▶ [WORK REQUEST] Every record below should be retyped exactly, and no picture should appear in the copy.

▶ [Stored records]

——

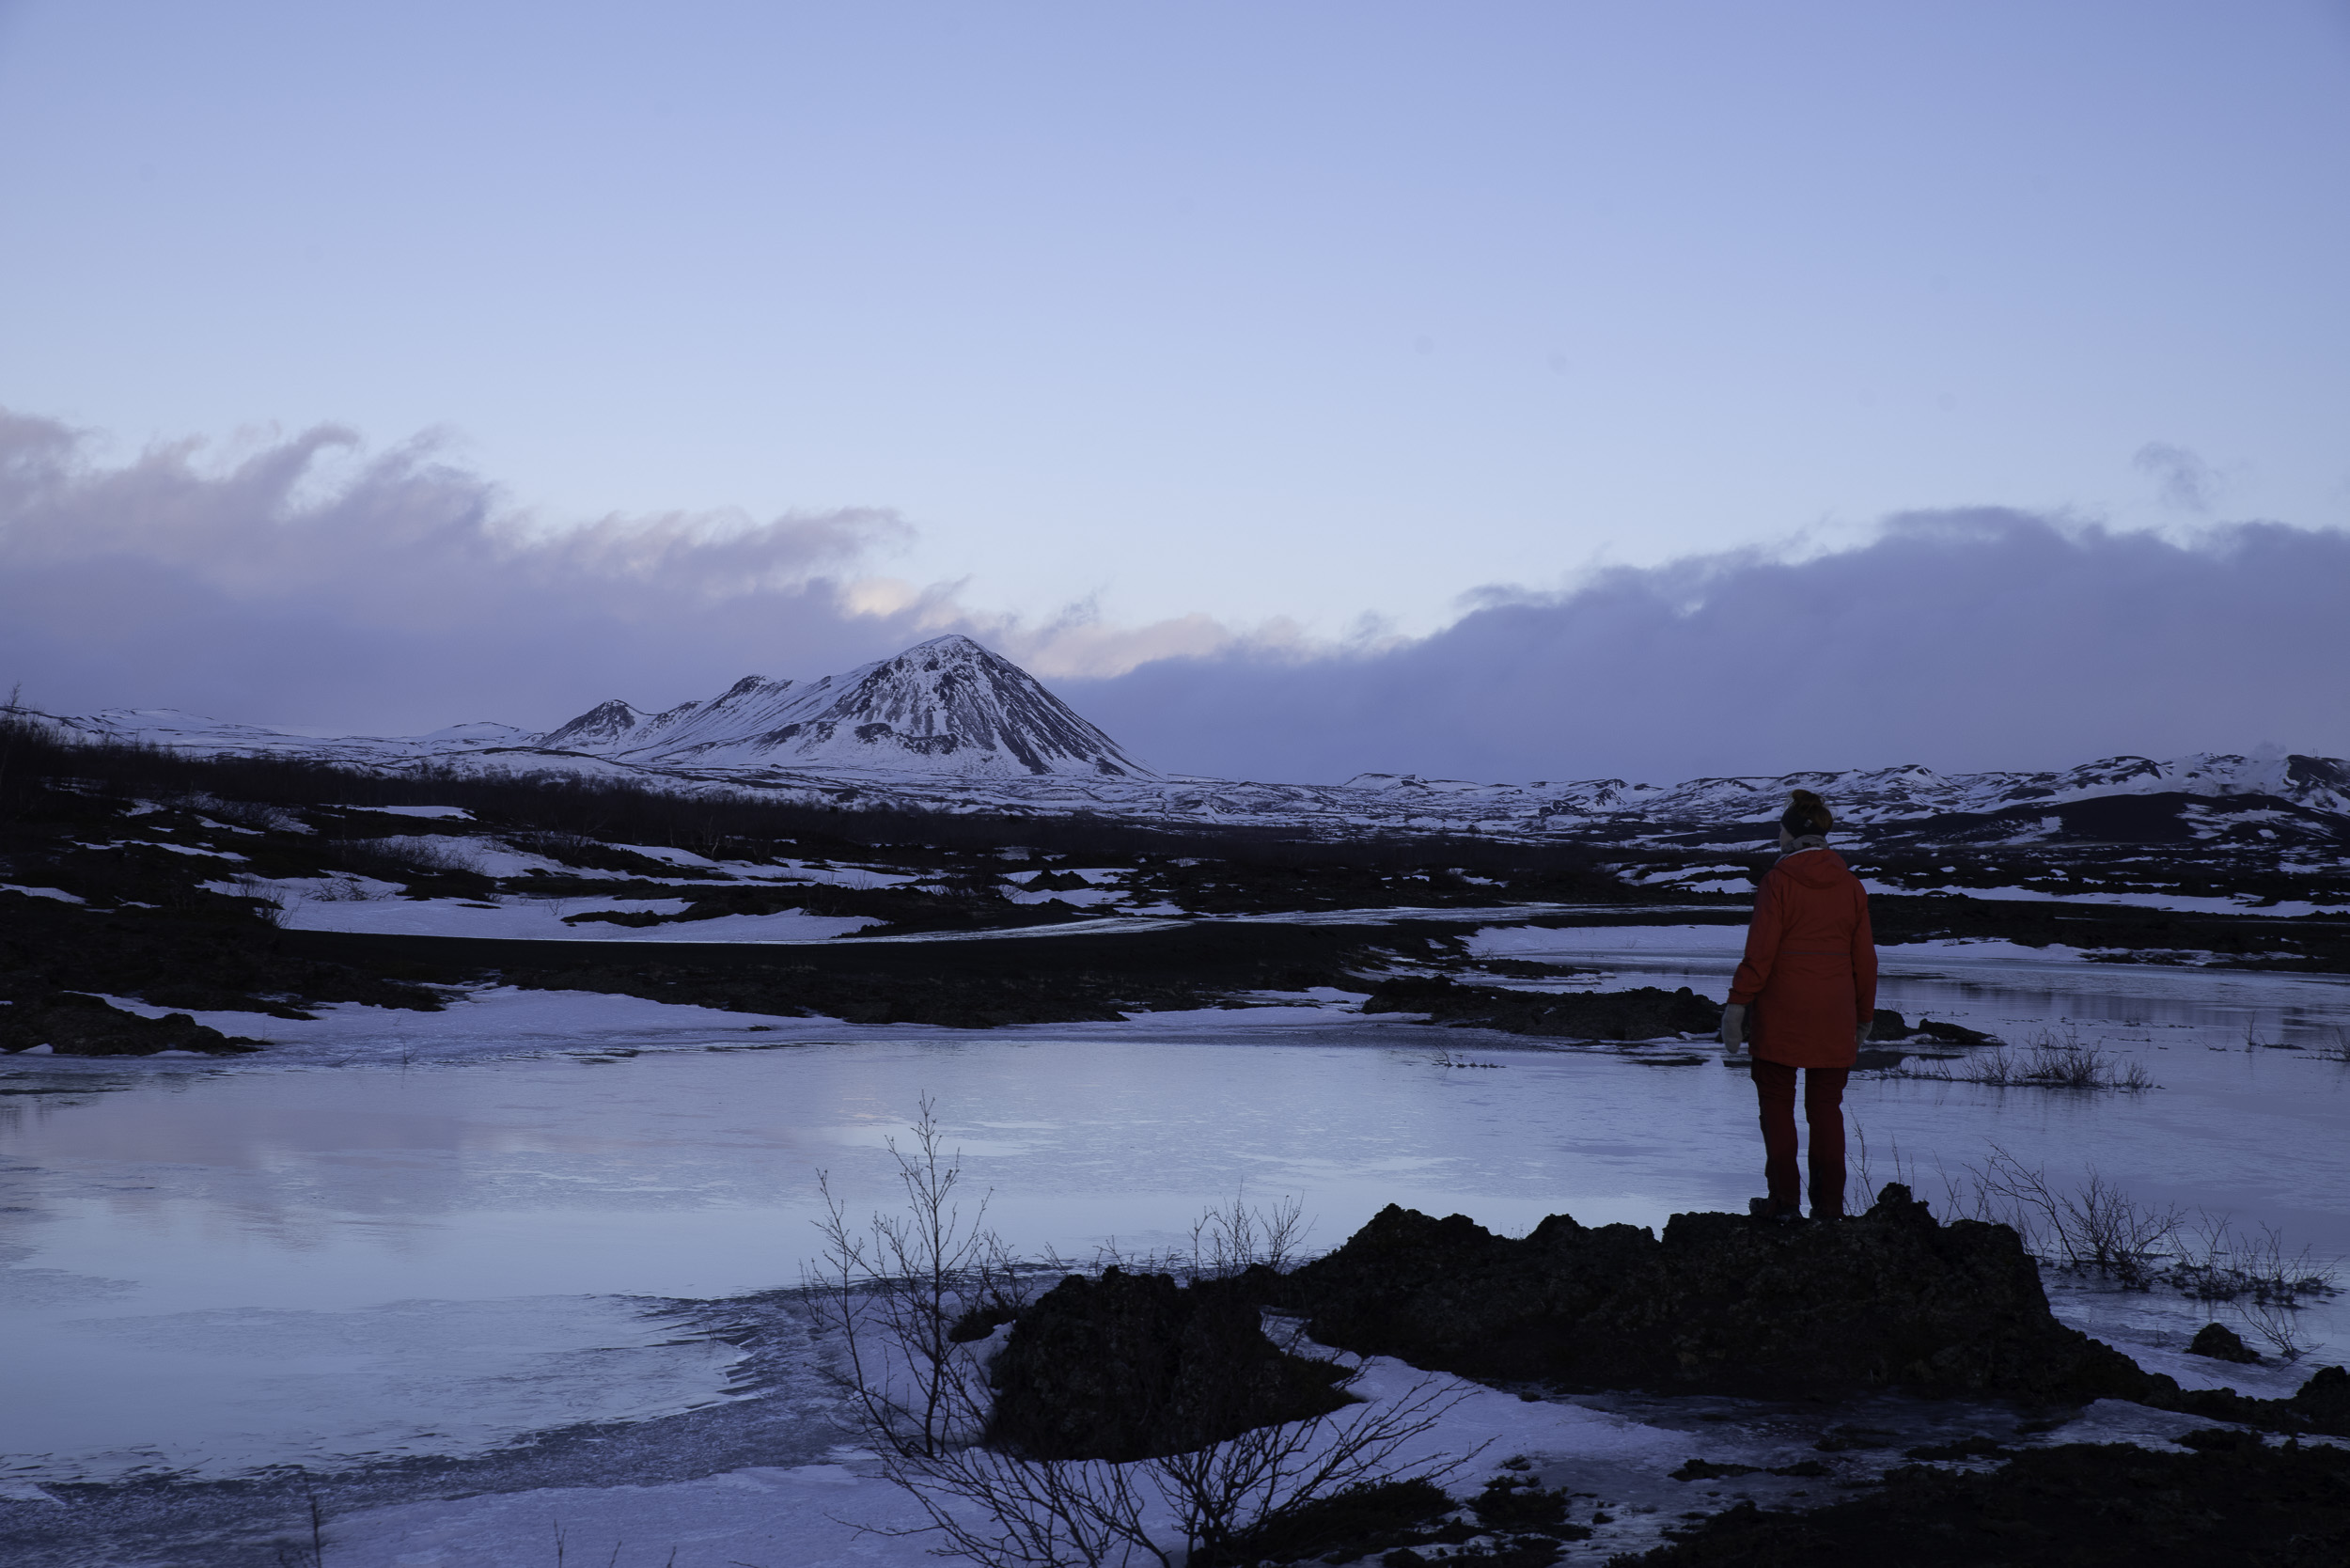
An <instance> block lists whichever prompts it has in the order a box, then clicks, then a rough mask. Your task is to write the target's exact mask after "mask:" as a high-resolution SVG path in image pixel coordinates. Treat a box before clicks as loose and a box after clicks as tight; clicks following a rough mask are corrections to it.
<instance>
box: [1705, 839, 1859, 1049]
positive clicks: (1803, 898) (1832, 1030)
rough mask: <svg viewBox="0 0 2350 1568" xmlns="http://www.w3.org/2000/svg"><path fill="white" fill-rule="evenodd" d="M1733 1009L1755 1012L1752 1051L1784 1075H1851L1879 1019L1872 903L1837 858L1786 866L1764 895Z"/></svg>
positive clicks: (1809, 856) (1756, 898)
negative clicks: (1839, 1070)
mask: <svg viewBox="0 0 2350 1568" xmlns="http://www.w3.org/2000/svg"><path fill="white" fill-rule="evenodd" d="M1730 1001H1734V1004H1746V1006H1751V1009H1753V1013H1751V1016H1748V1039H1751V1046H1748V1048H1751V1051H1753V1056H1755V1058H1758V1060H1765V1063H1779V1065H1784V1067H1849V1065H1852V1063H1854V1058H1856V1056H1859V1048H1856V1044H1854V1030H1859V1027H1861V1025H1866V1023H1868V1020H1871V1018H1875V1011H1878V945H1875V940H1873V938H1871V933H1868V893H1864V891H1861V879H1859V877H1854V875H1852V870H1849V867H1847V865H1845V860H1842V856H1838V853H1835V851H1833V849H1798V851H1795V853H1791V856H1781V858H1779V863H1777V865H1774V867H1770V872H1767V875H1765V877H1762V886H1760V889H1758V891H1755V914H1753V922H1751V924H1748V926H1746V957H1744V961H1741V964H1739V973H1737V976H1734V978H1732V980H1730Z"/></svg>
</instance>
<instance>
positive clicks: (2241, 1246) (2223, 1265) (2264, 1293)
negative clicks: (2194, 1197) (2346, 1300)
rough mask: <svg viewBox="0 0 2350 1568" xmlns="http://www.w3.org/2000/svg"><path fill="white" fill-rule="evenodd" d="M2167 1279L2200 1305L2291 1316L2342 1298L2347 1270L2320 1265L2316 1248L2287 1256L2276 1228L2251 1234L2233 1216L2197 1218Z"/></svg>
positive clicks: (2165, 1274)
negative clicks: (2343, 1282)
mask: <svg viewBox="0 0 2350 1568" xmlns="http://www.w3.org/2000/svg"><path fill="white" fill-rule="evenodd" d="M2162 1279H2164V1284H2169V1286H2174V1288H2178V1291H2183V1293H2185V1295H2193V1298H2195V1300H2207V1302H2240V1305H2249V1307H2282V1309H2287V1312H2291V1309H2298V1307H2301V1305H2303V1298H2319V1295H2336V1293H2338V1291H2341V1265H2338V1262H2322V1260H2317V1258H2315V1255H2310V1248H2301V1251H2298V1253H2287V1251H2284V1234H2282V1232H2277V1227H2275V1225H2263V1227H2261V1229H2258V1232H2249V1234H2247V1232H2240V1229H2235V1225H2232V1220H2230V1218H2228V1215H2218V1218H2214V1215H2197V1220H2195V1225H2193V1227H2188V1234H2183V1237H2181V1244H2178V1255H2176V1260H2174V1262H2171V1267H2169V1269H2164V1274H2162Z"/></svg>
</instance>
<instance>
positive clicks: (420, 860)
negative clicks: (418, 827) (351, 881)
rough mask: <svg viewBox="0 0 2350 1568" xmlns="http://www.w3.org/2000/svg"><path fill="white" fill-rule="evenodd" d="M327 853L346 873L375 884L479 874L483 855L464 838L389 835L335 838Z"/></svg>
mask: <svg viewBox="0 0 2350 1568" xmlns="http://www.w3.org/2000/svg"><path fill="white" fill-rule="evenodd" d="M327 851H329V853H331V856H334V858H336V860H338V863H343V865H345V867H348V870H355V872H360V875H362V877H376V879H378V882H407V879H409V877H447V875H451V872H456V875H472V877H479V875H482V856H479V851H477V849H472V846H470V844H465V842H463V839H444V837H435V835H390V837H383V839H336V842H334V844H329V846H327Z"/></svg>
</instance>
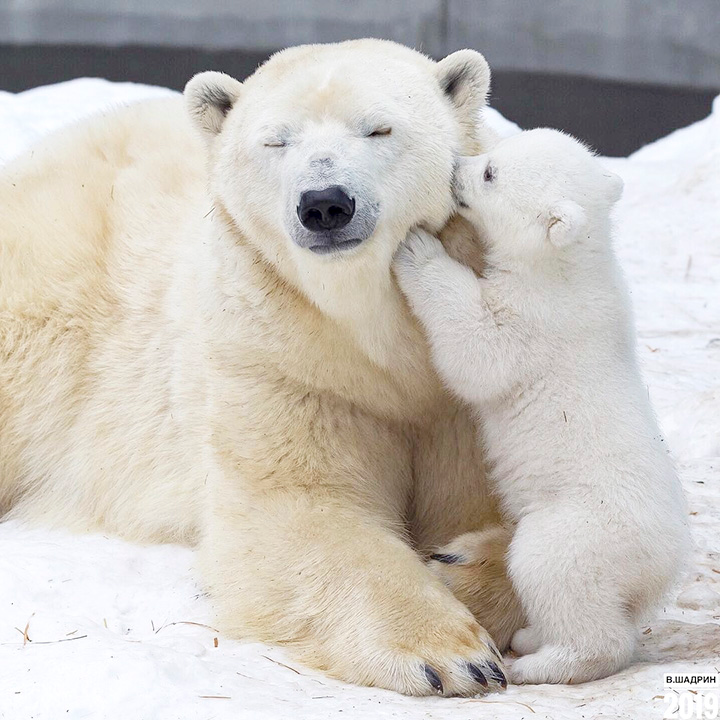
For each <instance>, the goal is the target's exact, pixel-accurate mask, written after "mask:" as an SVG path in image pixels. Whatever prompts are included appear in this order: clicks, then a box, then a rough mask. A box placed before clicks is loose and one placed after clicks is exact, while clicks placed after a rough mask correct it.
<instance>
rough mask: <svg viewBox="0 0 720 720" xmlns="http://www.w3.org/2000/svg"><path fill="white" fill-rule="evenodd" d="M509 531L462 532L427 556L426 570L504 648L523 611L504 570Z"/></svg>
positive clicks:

——

▶ [RESPONSE FOR THIS EXERCISE]
An <instance> block lists whichever prompts it has in the order a box, then clicks, then a rough mask. Your task is to write the target's exact mask after "mask:" as a high-resolution SVG path in image pixel coordinates. Treat a box before clicks as loose and a box after clicks as tight; clicks following a rough mask are corrections to it.
<instance>
box: [1705, 839, 1859, 1049]
positive clicks: (1803, 898) (1832, 1030)
rough mask: <svg viewBox="0 0 2350 1568" xmlns="http://www.w3.org/2000/svg"><path fill="white" fill-rule="evenodd" d="M1733 1009L1755 1012L1752 1051L1784 1075H1851L1879 1019L1872 903L1837 858L1786 866L1764 895Z"/></svg>
positive clicks: (1809, 856) (1756, 898)
negative clicks: (1839, 1070)
mask: <svg viewBox="0 0 2350 1568" xmlns="http://www.w3.org/2000/svg"><path fill="white" fill-rule="evenodd" d="M1730 1001H1734V1004H1746V1006H1751V1009H1753V1013H1751V1016H1748V1039H1751V1046H1748V1048H1751V1051H1753V1056H1755V1058H1758V1060H1765V1063H1779V1065H1784V1067H1849V1065H1852V1063H1854V1058H1856V1056H1859V1048H1856V1044H1854V1030H1859V1027H1861V1025H1866V1023H1868V1020H1871V1018H1875V1011H1878V945H1875V940H1873V938H1871V933H1868V893H1864V891H1861V879H1859V877H1854V875H1852V870H1849V867H1847V865H1845V860H1842V856H1838V853H1835V851H1833V849H1798V851H1795V853H1791V856H1781V858H1779V863H1777V865H1774V867H1770V872H1767V875H1765V877H1762V886H1760V889H1758V891H1755V914H1753V922H1751V924H1748V926H1746V957H1744V961H1741V964H1739V973H1737V976H1734V978H1732V980H1730Z"/></svg>
</instance>
<instance>
positive clicks: (2241, 1246) (2223, 1265) (2264, 1293)
negative clicks: (2194, 1197) (2346, 1300)
rough mask: <svg viewBox="0 0 2350 1568" xmlns="http://www.w3.org/2000/svg"><path fill="white" fill-rule="evenodd" d="M2167 1279L2200 1305L2291 1316L2342 1298L2347 1270L2320 1265L2316 1248L2287 1256L2276 1228L2251 1234L2233 1216L2197 1218Z"/></svg>
positive clicks: (2165, 1274)
negative clicks: (2343, 1282)
mask: <svg viewBox="0 0 2350 1568" xmlns="http://www.w3.org/2000/svg"><path fill="white" fill-rule="evenodd" d="M2162 1279H2164V1284H2169V1286H2174V1288H2178V1291H2183V1293H2185V1295H2193V1298H2195V1300H2207V1302H2240V1305H2249V1307H2282V1309H2287V1312H2291V1309H2298V1307H2301V1305H2303V1298H2319V1295H2336V1293H2338V1291H2341V1265H2338V1262H2322V1260H2317V1258H2315V1255H2310V1248H2301V1251H2298V1253H2287V1251H2284V1234H2282V1232H2277V1227H2275V1225H2263V1227H2261V1229H2258V1232H2249V1234H2247V1232H2240V1229H2235V1225H2232V1220H2230V1218H2228V1215H2218V1218H2214V1215H2197V1220H2195V1225H2193V1227H2188V1234H2183V1237H2181V1244H2178V1255H2176V1260H2174V1262H2171V1267H2169V1269H2164V1274H2162Z"/></svg>
</instance>
<instance>
positive clicks: (420, 860)
negative clicks: (418, 827) (351, 881)
rough mask: <svg viewBox="0 0 2350 1568" xmlns="http://www.w3.org/2000/svg"><path fill="white" fill-rule="evenodd" d="M327 853L346 873L375 884L479 874L483 855L464 838L389 835L335 838Z"/></svg>
mask: <svg viewBox="0 0 2350 1568" xmlns="http://www.w3.org/2000/svg"><path fill="white" fill-rule="evenodd" d="M327 851H329V853H331V856H334V858H336V860H338V863H343V865H345V867H348V870H355V872H360V875H362V877H376V879H378V882H407V879H409V877H447V875H451V872H456V875H472V877H479V875H482V856H479V851H477V849H472V846H470V844H465V842H463V839H444V837H435V835H390V837H383V839H336V842H334V844H329V846H327Z"/></svg>
</instance>
For each <instance>, the goal is the target's exact, pixel-accurate mask, written after "mask:" as an SVG path in image pixels. Whatever prompts are included appear in this order: clicks, then a box, then a rough mask. A box placed before clicks is loose and one placed after clicks is exact, while clicks placed after a rough mask correct it.
<instance>
rough mask: <svg viewBox="0 0 720 720" xmlns="http://www.w3.org/2000/svg"><path fill="white" fill-rule="evenodd" d="M509 531L462 532L427 556L426 570L504 648L523 611L504 570Z"/></svg>
positive clicks:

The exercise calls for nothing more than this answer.